Many civilian officials as well as overstayed and overstuffed staff officers, however, arrogated themselves to some exulted level that furthered their careers. Ambition blights the character of the mediocre, leading to abuses along the chain of command, civilian and military. With each of my four tours, the overall quality of personnel seemed to decline. Of course, there were enough exceptions to this mediocrity to make the work wothwhile. We soon networked together to keep our spirits high enough to finish the tour intact, if not unscathed.
The examples are many, too many for the scope of this brief
essay. The following sample of the things I saw were neither unique to my experience nor were exceptions to the norm:
- blatant theft of intellectual property and plagiarism by U.S. foreign service officers ranging from copying verbatim the content of web-sites and the translation of the intelligence of an allied non-English speaking Army to pass along as one’s own intelligence work;
- little to no monitoring and evaluation by over-worked officers in the Embassy, leading to routine falsification of reports in addition to fraud, waste and abuse;
- foreign service officers dispatching translators or other subordinates to follow and monitor the activities of rivals to undermine them;
- military officials routinely classifying information by no means confidential but embarrassing by casually conflating careers with the larger national security (that such classification is truly intended to protect);
- civilian ‘experts’ billing the U.S. government for twelve-to-sixteen hours per day for twelve-to-sixteen hours per week of actual work, on a good week;
- subject matter experts – so deemed – who defied sensible guidelines and specific instructions of the sovereign governments to experiment with techniques untested and often beyond their fields of knowledge; as well as,
- Defense Department civilian and military planners charting out the course of Iraq without ever speaking with host-country nationals seriously and hardly ever leaving the base…ever.
In essence, ‘we’ (i.e., those of us serving in these war
zones, mostly for the money) had disappointed our presidents and those compatriots
paying our salaries through their taxes.
If the nation can not manage to summon up enough intellectually honest
and financially prudent civilians and staff officers to support those younger brothers and sisters
in uniform, one must wonder if ‘whole-of-government’ interventionism is an
option for American exceptionalism or an excuse for a procurement boom.
Serving my country – and some of the things I did do, both
small and notable – has had a supreme, if too long deferred, value in my life. Despite my personal struggles in Iraq and
Afghanistan, I really believe my country sincerely sought to do the ‘next right thing’ for those
beleaguered peoples; President Bush will always be a personal hero to me. This world is better for America being in it; America is likely better for President Bush having led it; and, America may be ever so slightly better for me being here.
Nevertheless, if the country regards its youngest warriors
as the Sunday morning clean-up crews minding the detritus left behind by policy failures and poor decisions of civilian or staff military leadership; if
most of the civilians who serve in these war-time capacities are mediocre or
worse; if adventurism is pursued for the bottom-line of defense contractors and
USAID implementing partners, the mission is already lost and it is time to
re-group and re-think and not groupthink.

**TASK DETAILS**
Translate this sentence from the essay on serving in Iraq and Afghanistan into Spanish: "With each of my four tours, the overall quality of personnel seemed to decline." The listing that comes next is separate material with no connection to the essay.

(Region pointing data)
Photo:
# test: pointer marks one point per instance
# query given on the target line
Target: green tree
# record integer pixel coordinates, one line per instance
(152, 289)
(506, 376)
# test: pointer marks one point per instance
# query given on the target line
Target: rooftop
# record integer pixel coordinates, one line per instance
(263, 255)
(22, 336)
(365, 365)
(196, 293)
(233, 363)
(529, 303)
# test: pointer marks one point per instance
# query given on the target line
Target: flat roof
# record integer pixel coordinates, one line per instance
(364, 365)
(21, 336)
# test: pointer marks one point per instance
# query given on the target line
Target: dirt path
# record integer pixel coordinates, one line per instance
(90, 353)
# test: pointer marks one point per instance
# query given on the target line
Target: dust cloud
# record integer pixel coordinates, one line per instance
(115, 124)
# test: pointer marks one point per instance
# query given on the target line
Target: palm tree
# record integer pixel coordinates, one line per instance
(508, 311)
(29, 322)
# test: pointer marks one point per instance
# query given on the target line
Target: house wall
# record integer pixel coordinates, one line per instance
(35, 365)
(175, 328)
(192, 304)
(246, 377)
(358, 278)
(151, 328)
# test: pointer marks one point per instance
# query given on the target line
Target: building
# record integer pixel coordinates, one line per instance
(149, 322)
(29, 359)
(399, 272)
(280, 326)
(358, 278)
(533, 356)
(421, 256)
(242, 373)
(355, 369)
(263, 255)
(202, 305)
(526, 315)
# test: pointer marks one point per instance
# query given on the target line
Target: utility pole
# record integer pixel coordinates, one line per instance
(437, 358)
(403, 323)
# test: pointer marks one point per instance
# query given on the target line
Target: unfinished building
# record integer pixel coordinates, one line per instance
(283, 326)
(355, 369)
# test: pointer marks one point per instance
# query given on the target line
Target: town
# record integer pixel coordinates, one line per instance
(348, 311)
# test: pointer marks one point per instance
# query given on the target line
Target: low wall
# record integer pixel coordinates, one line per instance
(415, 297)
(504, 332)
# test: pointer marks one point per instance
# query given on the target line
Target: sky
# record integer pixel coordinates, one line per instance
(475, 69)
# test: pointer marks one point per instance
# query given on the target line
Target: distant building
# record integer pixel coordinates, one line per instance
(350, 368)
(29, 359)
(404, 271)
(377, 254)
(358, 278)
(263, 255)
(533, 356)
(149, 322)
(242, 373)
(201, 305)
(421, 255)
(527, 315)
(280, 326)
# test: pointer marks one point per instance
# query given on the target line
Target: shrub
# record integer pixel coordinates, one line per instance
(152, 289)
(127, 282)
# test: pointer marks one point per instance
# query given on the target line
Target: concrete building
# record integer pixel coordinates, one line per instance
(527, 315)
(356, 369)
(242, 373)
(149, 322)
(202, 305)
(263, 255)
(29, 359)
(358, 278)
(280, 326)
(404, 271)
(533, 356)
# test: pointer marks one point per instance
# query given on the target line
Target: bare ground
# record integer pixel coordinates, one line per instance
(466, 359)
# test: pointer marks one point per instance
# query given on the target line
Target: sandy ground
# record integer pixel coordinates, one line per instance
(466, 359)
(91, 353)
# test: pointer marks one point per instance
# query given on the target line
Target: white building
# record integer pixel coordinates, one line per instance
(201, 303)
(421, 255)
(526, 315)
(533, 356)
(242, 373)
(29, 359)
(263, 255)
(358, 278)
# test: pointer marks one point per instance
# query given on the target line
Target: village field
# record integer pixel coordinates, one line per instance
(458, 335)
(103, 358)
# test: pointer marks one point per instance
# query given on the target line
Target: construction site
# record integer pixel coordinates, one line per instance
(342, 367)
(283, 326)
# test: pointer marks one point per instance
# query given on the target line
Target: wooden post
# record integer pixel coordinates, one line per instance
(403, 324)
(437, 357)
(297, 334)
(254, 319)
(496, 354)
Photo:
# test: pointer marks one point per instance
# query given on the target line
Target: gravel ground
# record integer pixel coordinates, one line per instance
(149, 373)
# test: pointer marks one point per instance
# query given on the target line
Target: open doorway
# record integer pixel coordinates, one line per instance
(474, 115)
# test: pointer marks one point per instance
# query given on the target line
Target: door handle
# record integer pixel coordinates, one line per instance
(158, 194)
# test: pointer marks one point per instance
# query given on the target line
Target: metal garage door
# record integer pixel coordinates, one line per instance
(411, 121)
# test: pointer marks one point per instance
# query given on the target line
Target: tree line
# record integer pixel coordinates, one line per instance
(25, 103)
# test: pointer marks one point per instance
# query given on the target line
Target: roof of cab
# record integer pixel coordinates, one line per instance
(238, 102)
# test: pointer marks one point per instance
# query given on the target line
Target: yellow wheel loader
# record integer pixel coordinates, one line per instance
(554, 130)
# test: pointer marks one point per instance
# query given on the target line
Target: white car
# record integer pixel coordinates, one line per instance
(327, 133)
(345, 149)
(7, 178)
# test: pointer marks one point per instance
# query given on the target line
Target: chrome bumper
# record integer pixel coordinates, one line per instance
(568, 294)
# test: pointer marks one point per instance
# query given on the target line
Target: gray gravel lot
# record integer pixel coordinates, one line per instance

**SOLUTION**
Con cada uno de mis cuatro despliegues, la calidad general del personal parecía decaer.